(Object pointing dataset lines)
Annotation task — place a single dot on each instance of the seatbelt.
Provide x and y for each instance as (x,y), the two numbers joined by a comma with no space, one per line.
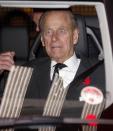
(86,73)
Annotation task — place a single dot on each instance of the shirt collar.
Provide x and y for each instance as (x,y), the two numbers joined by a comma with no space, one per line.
(71,62)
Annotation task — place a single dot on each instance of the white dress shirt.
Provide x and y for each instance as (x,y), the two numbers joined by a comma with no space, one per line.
(67,73)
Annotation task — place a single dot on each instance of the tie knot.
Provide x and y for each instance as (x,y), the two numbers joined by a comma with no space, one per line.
(59,66)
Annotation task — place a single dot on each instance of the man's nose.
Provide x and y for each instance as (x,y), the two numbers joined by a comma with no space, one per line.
(54,36)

→ **Do this**
Recast the lines above as a Markdown table with the columns Row and Line, numbering each row and skipping any blank lines. Leave the pictures out.

→ **Result below**
| Row | Line |
|---|---|
| 1 | Annotation task — place a single dot on each instance of the seatbelt. |
| 2 | Provide x and y for each instance as (x,y), the two numbers joined by a comma with no space, one per line. |
| 3 | (86,73) |
| 4 | Annotation task — place a single dot on each instance of the shirt collar. |
| 5 | Provide x and y for each instance as (x,y), the two numbers joined by a comma with no space, one per line. |
| 6 | (71,62) |
| 7 | Annotation task — place a single dot on each instance of the white dress shirt. |
| 8 | Provide x and y for each instance as (x,y), the two numbers joined by a comma with no space, one per line. |
| 9 | (67,73) |
| 10 | Annotation task — place a single dot on each instance of the tie knot. |
| 11 | Provide x and y for each instance as (x,y), the two numbers joined by a comma with no space, one per line. |
| 12 | (59,66) |
| 13 | Annotation task — place a single dot on each instance of the man's nose. |
| 14 | Provide x and y for each instance as (x,y), the two numbers joined by a comma with no space, one per line. |
| 15 | (54,36) |